▶ **Text section**
:::::
Anxieties of pregnant women in pandemic

Struggles of a new mother echo those of many others delivering during the pandemic

In Summary

• The lockdown has kept new mothers from families and friends, contrary to tradition 

• This compounds the stress they already have from fear of contracting the coronavirus

Pregnant women wait to be admitted at Pumwani Maternity Hospital
Pregnant women wait to be admitted at Pumwani Maternity Hospital
Image: FILE

When the first case of Covid-19 was recorded in Kenya on March 13, Chari Suche, a journalist, was eight months pregnant.

Anxiety and fear of the unknown gripped her and her husband.

“I had planned to travel to Kwale, where I would deliver with the assistance of my mother," she said.


"But then I realised I could not travel since I would be putting myself and my unborn child at risk of getting infected."

Suche had to make a hard decision of giving birth in Nairobi, 500km from her home, among her extended family and husband, which is contrary to their traditions.

“When a woman delivers, she should be around her family, especially mother, who will nurse her until when she heals. But Covid-19 denied me that opportunity,” she said.

Suche and her husband had to hire a gynaecologist who would monitor her progress closely since she had a delicate pregnancy, especially during the last trimester.

Then came curfew and Suche's worries shifted from getting infected with Covid-19 to going into labour beyond curfew hours.

The stress of the entire situation resulted in an overdue pregnancy, meaning she went past her due date and the labour seemed not to be anywhere near.

She would feel the contractions but they were not progressing, and after consultations with her doctor, the couple decided she had to undergo a caesarean section.
:::::
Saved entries
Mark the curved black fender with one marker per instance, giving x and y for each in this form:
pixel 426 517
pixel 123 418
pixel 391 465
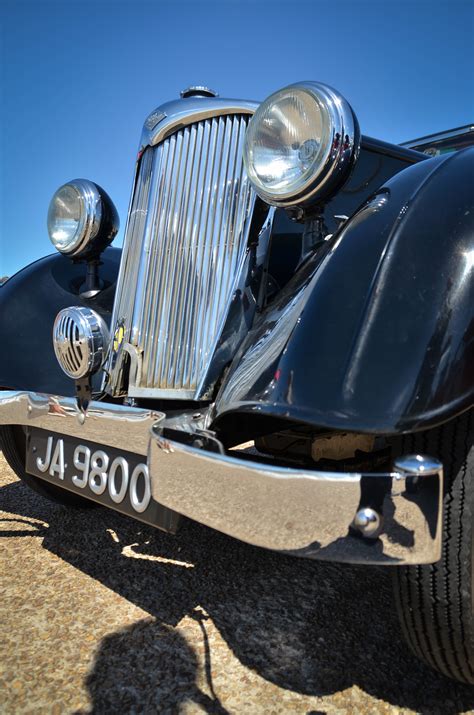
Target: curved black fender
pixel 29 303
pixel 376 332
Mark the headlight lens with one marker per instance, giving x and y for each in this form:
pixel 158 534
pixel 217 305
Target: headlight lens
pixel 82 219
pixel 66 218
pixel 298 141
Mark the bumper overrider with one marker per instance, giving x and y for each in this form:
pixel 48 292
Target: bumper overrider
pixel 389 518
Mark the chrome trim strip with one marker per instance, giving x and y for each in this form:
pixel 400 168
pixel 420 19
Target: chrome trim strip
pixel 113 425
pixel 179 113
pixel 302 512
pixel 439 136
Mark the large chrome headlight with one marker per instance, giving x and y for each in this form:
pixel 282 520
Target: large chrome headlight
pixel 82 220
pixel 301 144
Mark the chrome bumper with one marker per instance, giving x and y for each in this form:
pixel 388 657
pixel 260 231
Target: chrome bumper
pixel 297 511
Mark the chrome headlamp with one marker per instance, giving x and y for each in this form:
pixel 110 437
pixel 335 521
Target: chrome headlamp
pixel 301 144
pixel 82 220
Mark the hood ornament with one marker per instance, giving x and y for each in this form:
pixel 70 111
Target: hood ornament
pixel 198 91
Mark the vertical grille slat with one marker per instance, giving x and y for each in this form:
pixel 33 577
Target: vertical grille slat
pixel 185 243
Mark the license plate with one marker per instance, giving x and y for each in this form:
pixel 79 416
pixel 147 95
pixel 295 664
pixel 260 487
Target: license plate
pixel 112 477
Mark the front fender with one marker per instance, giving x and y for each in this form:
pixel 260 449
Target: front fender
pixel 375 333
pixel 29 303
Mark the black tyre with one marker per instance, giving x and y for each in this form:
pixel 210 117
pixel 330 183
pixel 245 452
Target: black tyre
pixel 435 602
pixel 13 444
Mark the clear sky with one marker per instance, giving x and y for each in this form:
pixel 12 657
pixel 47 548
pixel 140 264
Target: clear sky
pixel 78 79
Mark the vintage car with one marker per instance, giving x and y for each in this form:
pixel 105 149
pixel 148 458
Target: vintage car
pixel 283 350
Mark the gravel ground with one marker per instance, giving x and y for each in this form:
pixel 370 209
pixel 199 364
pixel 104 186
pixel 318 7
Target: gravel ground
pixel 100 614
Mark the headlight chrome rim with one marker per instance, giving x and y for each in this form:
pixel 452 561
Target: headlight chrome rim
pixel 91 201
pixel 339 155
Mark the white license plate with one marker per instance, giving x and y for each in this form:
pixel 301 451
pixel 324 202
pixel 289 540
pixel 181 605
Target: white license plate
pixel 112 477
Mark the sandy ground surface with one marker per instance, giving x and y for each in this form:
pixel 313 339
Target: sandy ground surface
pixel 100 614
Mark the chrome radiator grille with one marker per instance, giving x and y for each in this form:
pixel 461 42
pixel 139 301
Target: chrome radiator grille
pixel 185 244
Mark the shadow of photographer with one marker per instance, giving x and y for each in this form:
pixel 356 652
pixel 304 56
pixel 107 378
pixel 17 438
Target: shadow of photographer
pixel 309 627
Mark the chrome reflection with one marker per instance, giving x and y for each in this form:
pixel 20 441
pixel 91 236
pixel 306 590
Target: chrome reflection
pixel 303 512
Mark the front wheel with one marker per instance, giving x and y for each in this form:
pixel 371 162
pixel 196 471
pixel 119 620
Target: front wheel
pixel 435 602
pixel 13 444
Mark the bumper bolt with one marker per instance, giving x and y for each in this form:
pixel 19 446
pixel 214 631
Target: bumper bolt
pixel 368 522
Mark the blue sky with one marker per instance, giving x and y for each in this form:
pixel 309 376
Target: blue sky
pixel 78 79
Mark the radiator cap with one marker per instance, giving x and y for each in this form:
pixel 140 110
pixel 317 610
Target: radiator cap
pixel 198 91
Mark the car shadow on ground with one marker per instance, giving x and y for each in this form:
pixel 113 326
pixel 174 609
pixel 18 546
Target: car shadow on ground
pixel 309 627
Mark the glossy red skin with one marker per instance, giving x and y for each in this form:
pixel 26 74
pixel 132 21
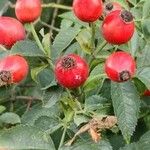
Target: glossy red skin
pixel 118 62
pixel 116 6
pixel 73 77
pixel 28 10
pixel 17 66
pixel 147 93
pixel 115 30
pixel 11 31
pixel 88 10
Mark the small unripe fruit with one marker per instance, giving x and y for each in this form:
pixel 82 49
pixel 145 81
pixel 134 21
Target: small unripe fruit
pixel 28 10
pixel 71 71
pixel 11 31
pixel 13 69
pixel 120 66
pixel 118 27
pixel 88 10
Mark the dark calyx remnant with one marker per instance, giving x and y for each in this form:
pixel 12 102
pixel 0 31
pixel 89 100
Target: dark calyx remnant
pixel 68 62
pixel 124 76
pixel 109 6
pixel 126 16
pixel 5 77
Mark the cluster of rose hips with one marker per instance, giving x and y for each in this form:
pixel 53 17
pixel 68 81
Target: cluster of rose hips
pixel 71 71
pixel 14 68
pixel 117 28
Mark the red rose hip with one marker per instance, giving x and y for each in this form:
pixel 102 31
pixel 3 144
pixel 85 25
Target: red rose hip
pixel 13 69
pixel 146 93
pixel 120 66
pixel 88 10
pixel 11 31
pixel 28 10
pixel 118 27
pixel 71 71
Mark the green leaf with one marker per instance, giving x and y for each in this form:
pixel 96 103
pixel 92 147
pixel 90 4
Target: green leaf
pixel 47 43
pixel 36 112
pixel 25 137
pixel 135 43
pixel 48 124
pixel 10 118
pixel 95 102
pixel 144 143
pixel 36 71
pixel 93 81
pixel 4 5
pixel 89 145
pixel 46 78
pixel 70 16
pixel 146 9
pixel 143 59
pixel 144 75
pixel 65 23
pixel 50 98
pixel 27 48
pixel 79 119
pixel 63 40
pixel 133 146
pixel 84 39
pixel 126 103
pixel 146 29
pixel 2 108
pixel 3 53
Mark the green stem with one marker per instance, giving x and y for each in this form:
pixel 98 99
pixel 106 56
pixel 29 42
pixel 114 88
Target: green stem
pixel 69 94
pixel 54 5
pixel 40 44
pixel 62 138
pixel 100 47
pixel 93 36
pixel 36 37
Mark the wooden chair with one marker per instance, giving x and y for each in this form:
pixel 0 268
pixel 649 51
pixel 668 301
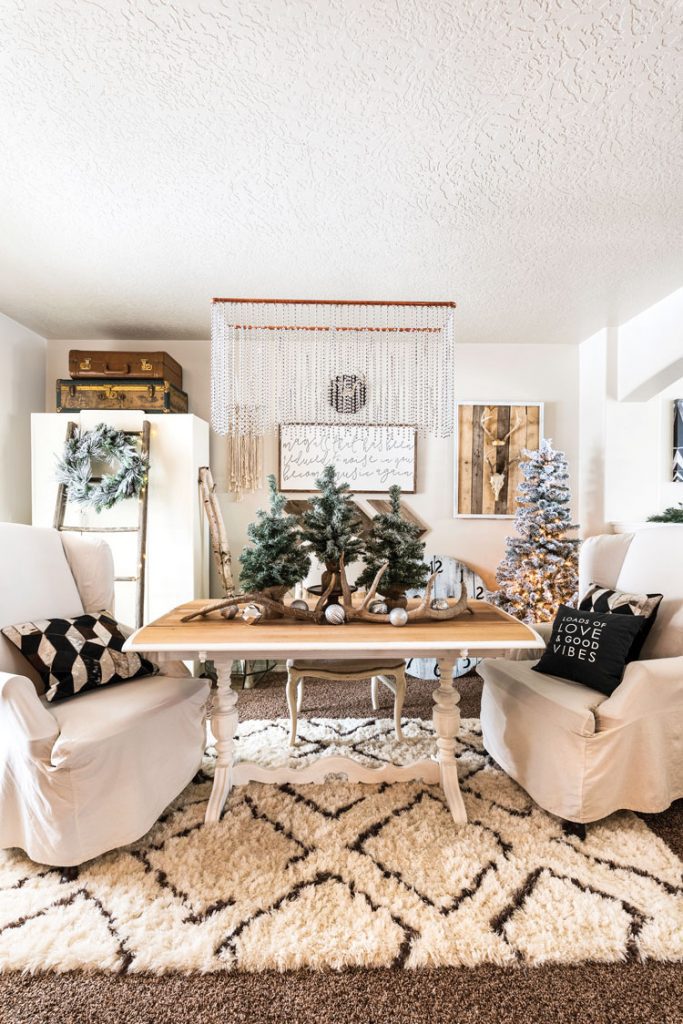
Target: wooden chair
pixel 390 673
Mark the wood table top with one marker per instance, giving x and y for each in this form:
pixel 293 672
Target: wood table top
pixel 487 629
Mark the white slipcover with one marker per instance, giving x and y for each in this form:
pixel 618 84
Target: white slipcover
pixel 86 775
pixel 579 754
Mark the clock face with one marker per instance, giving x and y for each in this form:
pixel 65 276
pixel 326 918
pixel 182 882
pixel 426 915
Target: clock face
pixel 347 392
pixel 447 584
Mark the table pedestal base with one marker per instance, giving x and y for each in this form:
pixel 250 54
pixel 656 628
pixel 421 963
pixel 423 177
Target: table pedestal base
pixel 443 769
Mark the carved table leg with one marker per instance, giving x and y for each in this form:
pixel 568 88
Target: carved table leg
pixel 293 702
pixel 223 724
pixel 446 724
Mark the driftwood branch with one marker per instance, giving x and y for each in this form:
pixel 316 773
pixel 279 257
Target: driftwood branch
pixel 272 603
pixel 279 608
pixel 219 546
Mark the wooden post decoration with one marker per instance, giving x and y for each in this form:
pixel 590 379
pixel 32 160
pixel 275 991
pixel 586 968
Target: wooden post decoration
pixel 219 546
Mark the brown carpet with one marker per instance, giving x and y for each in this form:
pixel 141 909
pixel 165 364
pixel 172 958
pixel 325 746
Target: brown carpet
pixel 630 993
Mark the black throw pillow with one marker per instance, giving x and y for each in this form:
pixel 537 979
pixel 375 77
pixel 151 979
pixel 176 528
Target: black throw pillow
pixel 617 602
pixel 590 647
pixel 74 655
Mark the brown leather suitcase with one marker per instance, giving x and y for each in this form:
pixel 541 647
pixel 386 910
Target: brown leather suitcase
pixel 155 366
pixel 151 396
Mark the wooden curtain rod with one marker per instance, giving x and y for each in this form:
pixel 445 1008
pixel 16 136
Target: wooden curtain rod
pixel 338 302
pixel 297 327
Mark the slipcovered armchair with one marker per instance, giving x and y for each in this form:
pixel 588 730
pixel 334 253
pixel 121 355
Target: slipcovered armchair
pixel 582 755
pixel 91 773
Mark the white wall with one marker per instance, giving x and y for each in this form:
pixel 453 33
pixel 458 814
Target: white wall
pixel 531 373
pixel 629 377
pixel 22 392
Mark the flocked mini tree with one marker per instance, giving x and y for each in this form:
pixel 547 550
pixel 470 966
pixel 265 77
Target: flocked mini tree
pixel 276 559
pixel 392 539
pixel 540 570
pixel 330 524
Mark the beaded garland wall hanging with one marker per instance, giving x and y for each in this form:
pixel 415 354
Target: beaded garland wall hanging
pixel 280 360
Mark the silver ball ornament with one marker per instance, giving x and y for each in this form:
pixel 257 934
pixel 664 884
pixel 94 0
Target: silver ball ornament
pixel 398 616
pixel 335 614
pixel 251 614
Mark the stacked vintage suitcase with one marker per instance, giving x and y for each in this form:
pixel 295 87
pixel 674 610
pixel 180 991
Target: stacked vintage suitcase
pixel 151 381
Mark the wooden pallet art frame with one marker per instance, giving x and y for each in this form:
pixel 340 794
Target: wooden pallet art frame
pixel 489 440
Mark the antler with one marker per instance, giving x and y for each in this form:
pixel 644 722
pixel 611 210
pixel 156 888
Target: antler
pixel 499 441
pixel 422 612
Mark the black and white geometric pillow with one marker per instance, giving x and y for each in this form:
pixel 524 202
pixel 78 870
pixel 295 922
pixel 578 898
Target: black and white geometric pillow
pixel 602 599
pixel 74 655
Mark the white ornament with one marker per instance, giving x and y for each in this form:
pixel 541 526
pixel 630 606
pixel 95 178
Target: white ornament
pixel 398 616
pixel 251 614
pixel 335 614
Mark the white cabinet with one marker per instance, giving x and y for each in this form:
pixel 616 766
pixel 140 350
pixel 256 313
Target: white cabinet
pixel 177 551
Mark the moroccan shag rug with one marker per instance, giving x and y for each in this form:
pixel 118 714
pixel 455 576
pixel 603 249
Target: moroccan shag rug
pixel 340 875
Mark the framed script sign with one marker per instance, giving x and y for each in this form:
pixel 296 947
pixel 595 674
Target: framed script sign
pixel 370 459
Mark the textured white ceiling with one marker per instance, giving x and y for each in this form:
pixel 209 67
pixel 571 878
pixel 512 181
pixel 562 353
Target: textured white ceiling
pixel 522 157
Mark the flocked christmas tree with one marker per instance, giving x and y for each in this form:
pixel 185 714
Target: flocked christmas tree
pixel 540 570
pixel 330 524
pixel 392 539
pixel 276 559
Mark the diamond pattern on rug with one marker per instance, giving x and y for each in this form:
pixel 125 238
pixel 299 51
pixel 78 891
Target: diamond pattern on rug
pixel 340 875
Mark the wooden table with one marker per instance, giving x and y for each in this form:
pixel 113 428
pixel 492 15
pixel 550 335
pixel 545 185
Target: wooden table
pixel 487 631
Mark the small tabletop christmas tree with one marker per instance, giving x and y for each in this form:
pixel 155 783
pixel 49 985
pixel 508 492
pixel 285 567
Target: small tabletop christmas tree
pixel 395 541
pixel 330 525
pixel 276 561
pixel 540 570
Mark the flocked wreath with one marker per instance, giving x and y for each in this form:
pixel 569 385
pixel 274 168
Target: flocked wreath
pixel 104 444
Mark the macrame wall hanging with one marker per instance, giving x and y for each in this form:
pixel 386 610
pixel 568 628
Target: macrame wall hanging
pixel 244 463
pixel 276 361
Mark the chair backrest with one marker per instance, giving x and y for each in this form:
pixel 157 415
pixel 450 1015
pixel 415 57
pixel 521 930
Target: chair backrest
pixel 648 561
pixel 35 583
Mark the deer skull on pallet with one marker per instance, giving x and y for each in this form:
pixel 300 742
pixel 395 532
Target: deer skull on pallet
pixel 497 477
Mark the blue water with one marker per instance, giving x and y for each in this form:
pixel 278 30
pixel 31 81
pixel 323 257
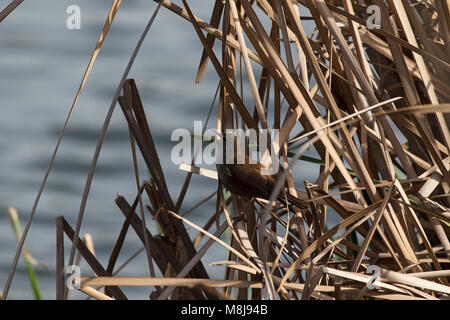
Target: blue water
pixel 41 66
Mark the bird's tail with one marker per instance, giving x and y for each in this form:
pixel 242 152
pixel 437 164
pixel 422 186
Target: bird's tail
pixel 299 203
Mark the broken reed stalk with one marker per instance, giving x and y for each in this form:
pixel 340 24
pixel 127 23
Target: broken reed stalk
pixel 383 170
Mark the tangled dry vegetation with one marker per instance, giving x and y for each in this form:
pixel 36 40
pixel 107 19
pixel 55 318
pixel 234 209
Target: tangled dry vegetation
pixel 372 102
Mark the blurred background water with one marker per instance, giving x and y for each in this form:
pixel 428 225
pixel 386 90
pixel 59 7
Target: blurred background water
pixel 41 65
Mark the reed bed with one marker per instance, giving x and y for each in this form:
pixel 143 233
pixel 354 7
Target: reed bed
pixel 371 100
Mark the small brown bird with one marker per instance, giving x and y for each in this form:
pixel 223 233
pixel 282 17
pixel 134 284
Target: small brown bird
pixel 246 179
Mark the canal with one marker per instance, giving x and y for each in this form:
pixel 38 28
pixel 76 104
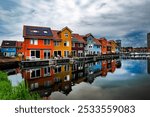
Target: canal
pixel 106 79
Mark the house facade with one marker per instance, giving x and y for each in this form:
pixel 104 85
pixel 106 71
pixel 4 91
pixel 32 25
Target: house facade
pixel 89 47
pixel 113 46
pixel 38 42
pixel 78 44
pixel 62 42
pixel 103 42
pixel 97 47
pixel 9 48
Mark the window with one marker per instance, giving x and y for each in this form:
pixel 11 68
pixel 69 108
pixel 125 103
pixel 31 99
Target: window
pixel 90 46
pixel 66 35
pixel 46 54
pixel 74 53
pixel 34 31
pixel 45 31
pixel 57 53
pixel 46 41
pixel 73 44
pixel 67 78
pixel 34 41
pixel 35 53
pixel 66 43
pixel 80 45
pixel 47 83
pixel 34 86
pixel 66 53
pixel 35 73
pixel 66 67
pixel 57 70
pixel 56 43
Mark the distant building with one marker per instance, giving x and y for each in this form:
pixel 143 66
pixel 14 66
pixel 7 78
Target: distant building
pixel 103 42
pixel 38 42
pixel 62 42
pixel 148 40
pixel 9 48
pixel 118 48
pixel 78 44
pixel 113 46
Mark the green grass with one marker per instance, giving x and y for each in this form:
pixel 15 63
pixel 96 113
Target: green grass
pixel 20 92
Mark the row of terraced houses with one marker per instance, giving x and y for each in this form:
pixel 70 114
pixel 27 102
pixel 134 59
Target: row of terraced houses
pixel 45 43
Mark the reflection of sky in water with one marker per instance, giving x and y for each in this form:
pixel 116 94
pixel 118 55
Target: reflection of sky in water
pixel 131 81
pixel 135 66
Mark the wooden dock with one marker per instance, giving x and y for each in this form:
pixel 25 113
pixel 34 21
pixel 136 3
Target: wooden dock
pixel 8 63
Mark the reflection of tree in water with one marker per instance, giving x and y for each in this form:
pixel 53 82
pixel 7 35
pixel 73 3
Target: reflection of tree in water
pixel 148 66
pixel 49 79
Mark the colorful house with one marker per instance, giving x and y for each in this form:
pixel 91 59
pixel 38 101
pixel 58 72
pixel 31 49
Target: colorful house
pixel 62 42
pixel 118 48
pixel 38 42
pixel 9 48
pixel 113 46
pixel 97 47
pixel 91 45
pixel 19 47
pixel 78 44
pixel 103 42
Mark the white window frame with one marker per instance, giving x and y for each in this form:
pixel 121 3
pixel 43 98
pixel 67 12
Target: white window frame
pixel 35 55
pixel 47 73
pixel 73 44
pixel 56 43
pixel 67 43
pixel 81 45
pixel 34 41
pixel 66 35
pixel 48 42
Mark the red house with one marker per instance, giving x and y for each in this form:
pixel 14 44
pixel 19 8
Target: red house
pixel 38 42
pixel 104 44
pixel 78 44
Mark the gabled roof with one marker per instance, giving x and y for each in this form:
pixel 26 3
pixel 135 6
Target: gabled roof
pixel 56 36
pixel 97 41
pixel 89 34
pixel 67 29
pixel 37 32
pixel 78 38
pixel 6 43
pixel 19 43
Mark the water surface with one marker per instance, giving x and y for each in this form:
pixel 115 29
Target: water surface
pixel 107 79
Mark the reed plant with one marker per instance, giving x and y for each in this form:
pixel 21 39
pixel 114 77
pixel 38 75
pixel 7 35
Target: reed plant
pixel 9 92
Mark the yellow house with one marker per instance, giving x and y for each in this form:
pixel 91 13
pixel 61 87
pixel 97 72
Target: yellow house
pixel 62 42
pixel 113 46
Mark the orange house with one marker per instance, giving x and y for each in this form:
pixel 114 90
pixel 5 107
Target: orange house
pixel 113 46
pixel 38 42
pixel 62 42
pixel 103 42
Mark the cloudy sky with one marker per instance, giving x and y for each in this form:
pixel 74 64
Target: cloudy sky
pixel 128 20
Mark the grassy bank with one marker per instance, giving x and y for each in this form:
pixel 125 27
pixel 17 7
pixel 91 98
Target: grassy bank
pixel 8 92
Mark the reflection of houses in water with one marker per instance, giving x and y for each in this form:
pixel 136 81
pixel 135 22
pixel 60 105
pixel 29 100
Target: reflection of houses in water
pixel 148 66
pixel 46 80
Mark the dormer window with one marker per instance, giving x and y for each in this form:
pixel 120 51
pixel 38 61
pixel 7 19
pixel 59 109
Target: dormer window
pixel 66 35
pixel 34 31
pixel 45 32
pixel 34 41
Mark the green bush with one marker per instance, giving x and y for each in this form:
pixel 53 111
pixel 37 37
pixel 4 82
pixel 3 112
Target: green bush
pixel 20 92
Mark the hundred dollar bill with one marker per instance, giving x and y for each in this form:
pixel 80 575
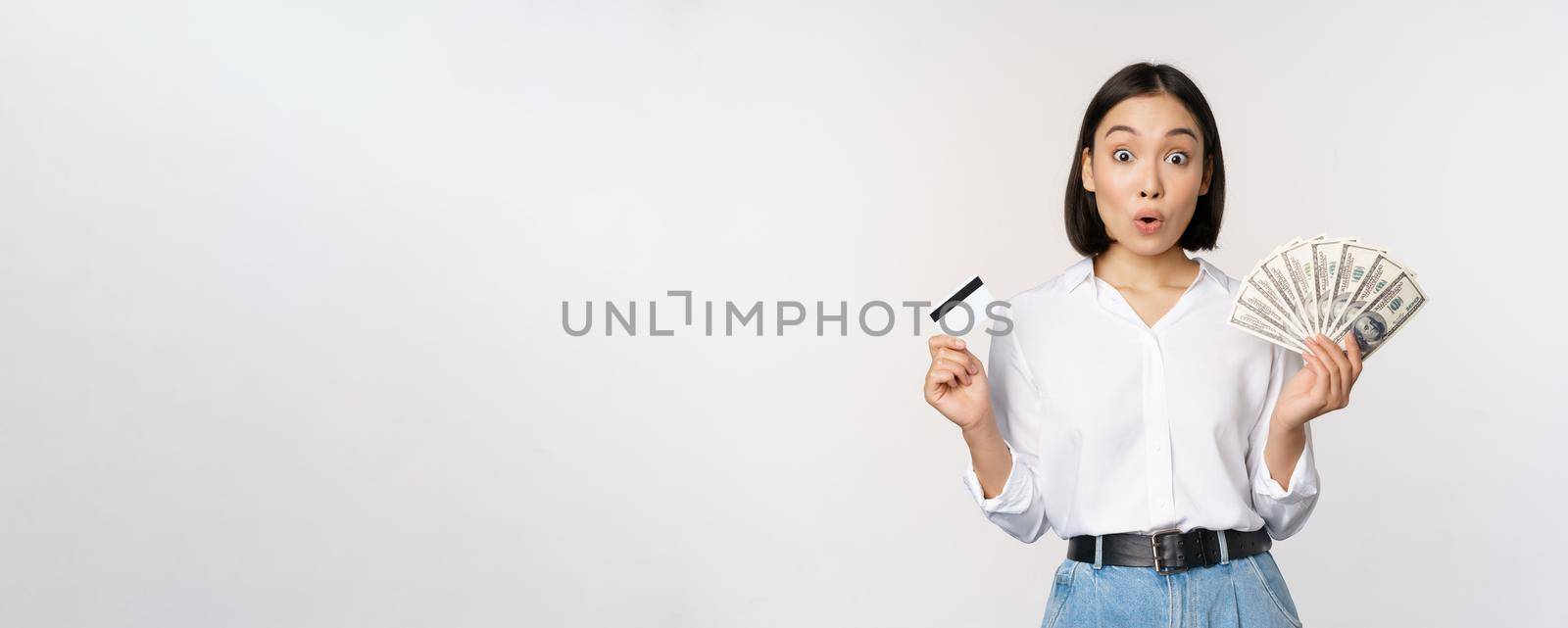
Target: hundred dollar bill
:::::
▶ **Task 1**
In the article about pregnancy during the pandemic, when was the first Covid-19 case recorded in Kenya?
▶ **Task 2**
State whether each statement agrees with the article about pregnancy during the pandemic, and quote the words that decide it: (a) Suche had planned to give birth in Kwale with help from her mother. (b) Suche delivered through natural labor. (c) Once the curfew began, Suche mainly worried about going into labor after curfew hours.
You will not need these items.

▶ **Response box 1**
March 13

▶ **Response box 2**
(a) Yes: "I had planned to travel to Kwale, where I would deliver with the assistance of my mother"
(b) No: "the couple decided she had to undergo a caesarean section"
(c) Yes: "Suche's worries shifted from getting infected with Covid-19 to going into labour beyond curfew hours"